## PASSAGE TO READ:

"""

Now you’ll be able to use this new widget in exactly the same manner as the old one, and change any of the functionality you need in the widget() method. There will be no confusion in the admin UI as there will only be one version of the Best Sellers widget shown; your custom version. Future updates of WooCommerce should be relatively painless as you haven’t actually modified any core files.

Option 6 – Duplicate, modify and register a widget

This approach is exactly the same as option 5, except you’ll need to copy the entire parent widget file over, and you won’t be extending from it as we did in the previous option. Here we’re literally creating an entirely new widget and swapping it in place of the old, so it’s fairly brute force, but on the other hand does not rely on any implementation details of the original widget. The same basic code is used to unregister and register the widgets.

Conclusion

And so there you have it, 6 different ways of seamlessly and safely modifying widget behavior. I’d be curious to hear if you end up overriding any widgets, WooCommerce or otherwise, which widgets you change and what for; let me know in the comments section below!

Published by Justin Stern

Justin is one of our co-founders, and is our resident overengineer. He likes to write developer tutorials and make black magic happen in our plugins. He thinks that writing code is a lot easier than writing words.

54 Comments

  1. Hi, Would it be possible to hack into a cart widget to use ajax to query the content dynamically? When caching the whole woocommerce website using varnish or similar, cart widget stays cached which is not good.

    Thanks

    • Hey Jozef, I would think it should certainly be possible. I’ve never actually used varnish or any of the cacheing plugins, so I don’t know exactly what’s involved or what it would look like, but I don’t see why it couldn’t be done.

    • Hi,

      You need to change the browsers cache to 0 seconds to solved all “Full Page Cache” plugin to make eCommerce website dynamically. The page load performance remain unchanged.

      You take the risk to set 5 seconds for browsers cache. For me that not much different.

      Cheers

    • Hi Justin, Thanks for this post. Actually I’m creating a new widget based on the core woocommerce’s Mini Cart Widget, so I have copied the mini widget class from core to my theme’s widget file and created a custom template based on core’s mini-cart.php and modified code inside this template. but in core widget file the code which calls that template file is just echo ‘

      ‘; you can see it at github https://github.com/woothemes/woocommerce/blob/master/includes/widgets/class-wc-widget-cart.php on line 68. My problem is how to tell WooCommerce to load my template for custom widget at this point, now it calls core template which is obvious. I don’t want to code the whole mini cart logic over there. Thanks in advance.

  2. hi. thanks for this post, it very helpful for me
    i used method #5, but in the widget settings lost widget name

    • i used translated version woocommerce, maybe i need include translated files in my theme folder (how?) or may manual translate widget?

      • I solved the problem
        Need rename the “function WooCommerce_Widget_Best_Sellers()” to “function Custom_WooCommerce_Widget_Best_Sellers()” in the new widgets/widget-best_seller.php

        sorry for my bad english(

  3. Actually to make it upgrade-safe when extending an existing widget class you should check if the class exists. Because in the upgrade process the Woocommerce plugin is disabled which causes a fatal error. You can use the class_exists(‘woocommerce_class_name’) php function to do this.

"""

## DATA SHOWN:
"""

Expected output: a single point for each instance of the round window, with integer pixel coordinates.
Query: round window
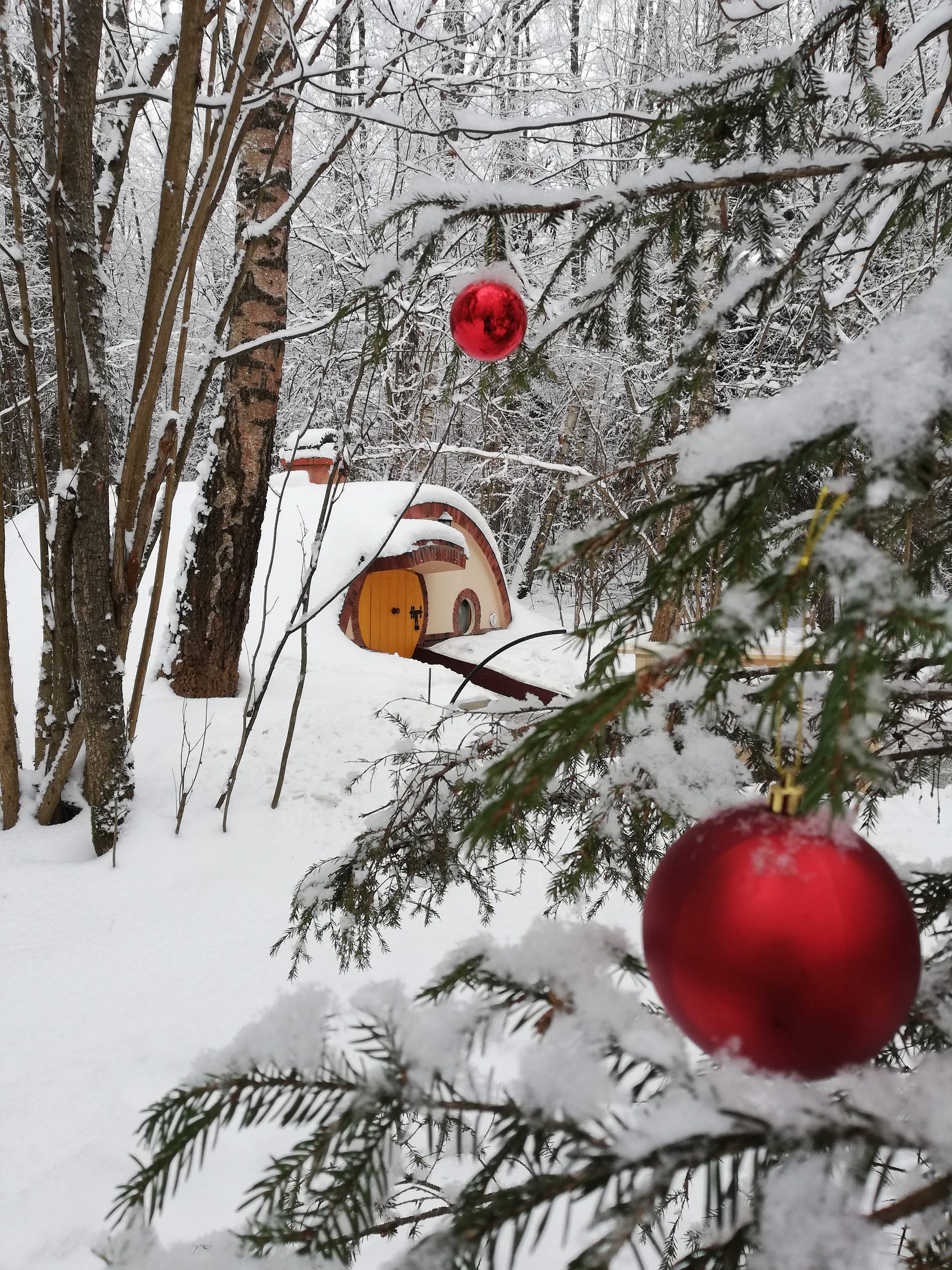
(465, 616)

"""

## WHAT YOU NEED TO DO:
• a. Answer these questions from the WooCommerce widget article:
(i) Under option 6, what must be copied over?
(ii) Which is easier than writing words, according to the author's bio?
(iii) Which PHP function does the third comment suggest for checking that a class exists?
• b. Reproduce the passage of the WooCommerce widget article that begins at the words "sorry for my" and ends after "to do this.".
• c. Write the next part of the WooCommerce widget article, picking up after its final sentence.

## OUTPUTS IN ORDER:
• a.
(i) The entire parent widget file.
(ii) Writing code.
(iii) class_exists('woocommerce_class_name')

• b.
sorry for my bad english(

  3. Actually to make it upgrade-safe when extending an existing widget class you should check if the class exists. Because in the upgrade process the Woocommerce plugin is disabled which causes a fatal error. You can use the class_exists(‘woocommerce_class_name’) php function to do this.

• c.
  4. Justin, I know this is immensely off-topic but could you help me find some simple code to add a custom option field to the general settings tab of the woocommerce admin area? Trying to avoid re-inventing the wheel here.

  5. Would this work to change the WooCommerce Search Products widgets to search for Order Numbers instead of Products? I’d like to have a dynamic widget – visible only to the shop owner – on the front page so he can quickly search for an order.

  6. Thank you for this very useful article, really appreciate it.

  7. Thank you ! You just saved my life !
    I had to customize the woocommerce random product widget and keep woocommerce updatable.
    option 4 worked fine for me. Thank you again !

  8. Hi,

    I am trying to add a woocommerce widget (layered nav) into my bookstore, but it’s not really working.

    I am using this code:

    `add_action( ‘woocommerce_before_shop_loop’, ‘widgetized_shop_filter’, 50 );

    function widgetized_shop_filter() {
    global $woocommerce;

    echo ”;
    the_widget(‘WC_Widget_Layered_Nav’, ‘title=&attribute=irauthor&query_type=AND&display_type=dropdown’);
    echo ”;

    }`

    It doesn’t sort the books, and on category pages, I get this error: Warning: array_merge() [function.array-merge]: Argument #1 is not an array in /home/riztuf/indireads.com/wp-content/plugins/woocommerce/classes/widgets/class-wc-widget-layered-nav.php on line 56

    Do you think you could help me out with this?

  9. As SM, I would like to add the layered nav on the top of page, alongside the “sort by”, based on my products attributes.
    Any idea someone?

    • Hi,

      Try covert you layer nav to shortcode and paste to page description/excerpts, and provided you must use with yoast seo’s meta description, if not your page description will display the shortcode (refer page resources).

      I had made 3 WC dropdown widget as shortcode and pasted into page excerpt, which just below breadcrumbs and sort by for mobile view only.

      Good Luck.

      Cheers ^.^

  10. After an hour of trying to integrate option 5 for the Best Sellers widget I almost gave up.
    Turns out Woocommerce has changed the name of the class!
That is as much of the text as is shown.